_THE REQUEST_
Rewrite all the records below with each "Target" replaced by "Label", and leave everything else as it is.
>> START RECORD EXTRACTS
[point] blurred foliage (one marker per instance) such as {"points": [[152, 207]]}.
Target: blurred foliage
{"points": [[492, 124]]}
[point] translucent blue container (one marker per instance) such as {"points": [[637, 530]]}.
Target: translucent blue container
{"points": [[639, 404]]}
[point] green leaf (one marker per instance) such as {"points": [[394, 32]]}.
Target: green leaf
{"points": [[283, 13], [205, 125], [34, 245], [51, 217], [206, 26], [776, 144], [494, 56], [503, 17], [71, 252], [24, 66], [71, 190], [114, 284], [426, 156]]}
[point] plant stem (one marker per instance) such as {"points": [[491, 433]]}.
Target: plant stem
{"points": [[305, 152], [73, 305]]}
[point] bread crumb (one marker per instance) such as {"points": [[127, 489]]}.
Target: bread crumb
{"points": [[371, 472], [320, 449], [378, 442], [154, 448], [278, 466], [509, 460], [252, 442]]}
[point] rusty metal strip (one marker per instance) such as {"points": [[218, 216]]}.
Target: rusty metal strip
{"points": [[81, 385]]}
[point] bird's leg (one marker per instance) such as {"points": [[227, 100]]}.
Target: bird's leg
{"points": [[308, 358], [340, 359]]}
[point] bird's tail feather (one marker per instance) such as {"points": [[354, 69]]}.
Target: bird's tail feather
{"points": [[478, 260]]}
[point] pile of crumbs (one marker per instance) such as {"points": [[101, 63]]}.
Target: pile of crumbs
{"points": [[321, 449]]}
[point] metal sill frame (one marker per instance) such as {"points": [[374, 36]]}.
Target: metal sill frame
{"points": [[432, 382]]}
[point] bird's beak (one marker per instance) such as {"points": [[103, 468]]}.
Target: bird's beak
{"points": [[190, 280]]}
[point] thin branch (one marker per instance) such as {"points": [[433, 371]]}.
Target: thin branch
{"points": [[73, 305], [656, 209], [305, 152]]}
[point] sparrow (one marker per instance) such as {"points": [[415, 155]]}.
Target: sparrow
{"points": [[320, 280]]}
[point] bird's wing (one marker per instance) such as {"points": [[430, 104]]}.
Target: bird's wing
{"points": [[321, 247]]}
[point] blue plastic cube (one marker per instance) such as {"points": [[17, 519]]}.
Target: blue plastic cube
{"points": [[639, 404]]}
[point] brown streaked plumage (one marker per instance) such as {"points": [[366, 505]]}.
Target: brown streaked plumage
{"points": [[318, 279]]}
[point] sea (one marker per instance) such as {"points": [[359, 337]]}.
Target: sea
>> END RECORD EXTRACTS
_ANSWER TO THE EXERCISE_
[point] blurred foliage (one marker per instance) such as {"points": [[152, 207]]}.
Label: blurred foliage
{"points": [[492, 124]]}
[point] translucent blue container (one marker per instance) such as {"points": [[637, 530]]}.
Label: translucent blue container
{"points": [[639, 404]]}
[point] green leaf (one marker per instance) such as {"points": [[394, 32]]}.
Label: green leaf
{"points": [[283, 13], [205, 125], [34, 245], [51, 217], [206, 26], [776, 144], [494, 56], [503, 17], [71, 252], [24, 66], [71, 190], [114, 284], [426, 156]]}
[point] plant stem (one marker per instance) such as {"points": [[491, 433]]}.
Label: plant stem
{"points": [[305, 152], [73, 305]]}
[point] bread crumb (one marker per instance) such as {"points": [[127, 489]]}.
Label: bread crumb
{"points": [[371, 472], [320, 449], [378, 442], [154, 448], [278, 466], [509, 460], [252, 442]]}
[point] rusty metal strip (one marker per instance) such as {"points": [[218, 216]]}.
Label: rusty metal strip
{"points": [[81, 385]]}
[point] bird's leg (one marker per instance) such as {"points": [[227, 100]]}.
Label: bird's leg
{"points": [[308, 358], [340, 359]]}
[point] bird's tail feather (one marker per instance) such as {"points": [[354, 69]]}.
Label: bird's tail feather
{"points": [[478, 260]]}
[point] pile of crumbs (one marker per instance) such as {"points": [[101, 63]]}.
Label: pile of crumbs
{"points": [[321, 449]]}
[point] metal sill frame (one marker per instance) such as {"points": [[374, 36]]}.
Label: metal sill frame
{"points": [[432, 382]]}
[point] bird's beak (one marker per instance) such as {"points": [[103, 468]]}.
Label: bird's beak
{"points": [[190, 280]]}
[point] thin branch (one marker per instance) such as {"points": [[433, 371]]}.
Label: thin branch
{"points": [[73, 305], [656, 209], [305, 152]]}
[point] sparrow (one marker per instance) such as {"points": [[415, 155]]}.
Label: sparrow
{"points": [[320, 280]]}
[point] bird's wing (one marker per instance) such as {"points": [[430, 104]]}.
Label: bird's wing
{"points": [[321, 247]]}
[point] blue plastic cube (one marker per instance) such as {"points": [[17, 519]]}.
Label: blue plastic cube
{"points": [[639, 404]]}
[point] brown streaked plumage (one marker per instance) such as {"points": [[366, 505]]}.
Label: brown streaked plumage
{"points": [[318, 279]]}
[point] sea (one marker per instance) such as {"points": [[359, 337]]}.
Label: sea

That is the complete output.